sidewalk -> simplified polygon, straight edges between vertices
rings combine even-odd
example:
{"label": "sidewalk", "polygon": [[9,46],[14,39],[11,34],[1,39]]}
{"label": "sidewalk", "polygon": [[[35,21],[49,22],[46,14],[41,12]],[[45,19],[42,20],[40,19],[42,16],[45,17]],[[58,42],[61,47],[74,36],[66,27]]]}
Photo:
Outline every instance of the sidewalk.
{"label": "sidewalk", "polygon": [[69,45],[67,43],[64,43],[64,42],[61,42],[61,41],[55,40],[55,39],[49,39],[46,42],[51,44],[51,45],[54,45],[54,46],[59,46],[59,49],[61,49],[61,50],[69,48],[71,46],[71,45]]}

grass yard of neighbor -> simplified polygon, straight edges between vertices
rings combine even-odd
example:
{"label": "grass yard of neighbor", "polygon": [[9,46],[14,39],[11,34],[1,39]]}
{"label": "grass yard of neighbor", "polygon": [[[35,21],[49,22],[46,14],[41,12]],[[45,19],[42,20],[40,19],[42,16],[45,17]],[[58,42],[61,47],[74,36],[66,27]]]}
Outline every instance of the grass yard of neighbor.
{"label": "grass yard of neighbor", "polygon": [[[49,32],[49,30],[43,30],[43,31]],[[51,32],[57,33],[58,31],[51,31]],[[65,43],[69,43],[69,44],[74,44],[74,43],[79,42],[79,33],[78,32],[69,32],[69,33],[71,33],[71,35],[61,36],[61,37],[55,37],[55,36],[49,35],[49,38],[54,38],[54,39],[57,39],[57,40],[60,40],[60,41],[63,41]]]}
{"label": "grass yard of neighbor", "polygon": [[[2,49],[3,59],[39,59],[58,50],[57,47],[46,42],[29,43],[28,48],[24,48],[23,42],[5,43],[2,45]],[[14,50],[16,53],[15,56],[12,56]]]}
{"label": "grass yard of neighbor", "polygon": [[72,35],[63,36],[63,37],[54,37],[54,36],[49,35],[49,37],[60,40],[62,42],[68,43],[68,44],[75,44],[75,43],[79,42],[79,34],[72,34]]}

———

GIVEN INSTRUCTION:
Reproduce all the rows above, substituting "approximate polygon" for every occurrence of "simplified polygon" and changing nothing else.

OUTPUT:
sidewalk -> approximate polygon, straight edges between vertices
rings combine even-odd
example:
{"label": "sidewalk", "polygon": [[9,46],[14,39],[11,34],[1,39]]}
{"label": "sidewalk", "polygon": [[[35,21],[49,22],[46,14],[41,12]],[[45,19],[42,20],[40,19],[42,16],[45,17]],[[58,42],[61,47],[74,36],[66,27]]]}
Photo:
Outline every instance of the sidewalk.
{"label": "sidewalk", "polygon": [[69,45],[67,43],[64,43],[64,42],[61,42],[61,41],[55,40],[55,39],[49,39],[46,42],[51,44],[51,45],[54,45],[54,46],[59,46],[59,49],[61,49],[61,50],[69,48],[71,46],[71,45]]}

grass yard of neighbor -> approximate polygon, straight edges between vertices
rings combine even-odd
example:
{"label": "grass yard of neighbor", "polygon": [[9,46],[14,39],[11,34],[1,39]]}
{"label": "grass yard of neighbor", "polygon": [[[35,21],[49,22],[46,14],[41,12]],[[45,19],[42,20],[40,19],[42,16],[45,17]],[[58,42],[61,47],[74,36],[66,27]]]}
Outline every instance of the grass yard of neighbor.
{"label": "grass yard of neighbor", "polygon": [[[49,32],[49,30],[43,30],[43,31]],[[51,32],[57,33],[58,31],[51,31]],[[65,43],[69,43],[69,44],[74,44],[74,43],[79,42],[79,33],[78,32],[69,32],[69,33],[71,33],[71,35],[61,36],[61,37],[55,37],[55,36],[49,35],[49,38],[54,38],[54,39],[57,39],[57,40],[60,40],[60,41],[63,41]]]}
{"label": "grass yard of neighbor", "polygon": [[[2,49],[3,59],[39,59],[58,50],[57,47],[46,42],[29,43],[28,48],[24,48],[23,42],[5,43],[2,45]],[[14,50],[16,53],[15,56],[12,56]]]}
{"label": "grass yard of neighbor", "polygon": [[72,35],[63,36],[63,37],[54,37],[54,36],[49,35],[49,37],[60,40],[62,42],[68,43],[68,44],[75,44],[75,43],[79,42],[79,34],[72,34]]}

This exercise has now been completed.